START Document segment
Thanks for the clarification Christian.  Good to know about the potential
increase in OSD usage. As you said, given how much available capacity we
have, we're betting on the distribution not getting much worse. But we'll
look at re-weighting if things go sideways.

Cheers,
Robin

On Mon, Jul 11, 2016 at 11:07 PM Christian Balzer <ch...@gol.com> wrote:

>
> Hello,
>
> On Tue, 12 Jul 2016 03:43:41 +0000 Robin Percy wrote:
>
> > First off, thanks for the great response David.
> >
> Yes, that was a very good writeup.
>
> > If I understand correctly, you're saying there are two distinct costs to
> > consider: peering, and backfilling. The backfilling cost is a function of
> > the amount of data in our pool, and therefore won't benefit from
> > incremental steps. But the peering cost is a function of pg_num, and
> should
> > be incremented in steps of at most ~200 (depending on hardware) until we
> > reach a power of 2.
> >
> Peering is all about RAM (more links, states, permanently so), CPU and
> network (when setting up the links).
END Document segment
> _Brief A_
Pick out each line of the records that contains the word "chair", treating case as significant.
The records have no connection to the Ceph mailing list thread.
START Task data
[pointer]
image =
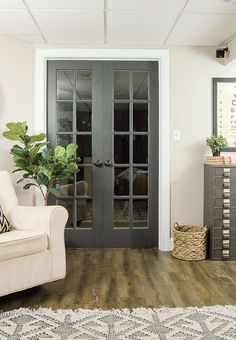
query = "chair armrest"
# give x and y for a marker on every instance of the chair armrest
(49, 219)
END Task data
> _Brief B_
Repeat the Ceph mailing list thread word for word from "Thanks for the clarification" to "things go sideways.".

> _Worked answer A_
query = "chair armrest"
# give x and y for a marker on every instance of the chair armrest

> _Worked answer B_
Thanks for the clarification Christian.  Good to know about the potential
increase in OSD usage. As you said, given how much available capacity we
have, we're betting on the distribution not getting much worse. But we'll
look at re-weighting if things go sideways.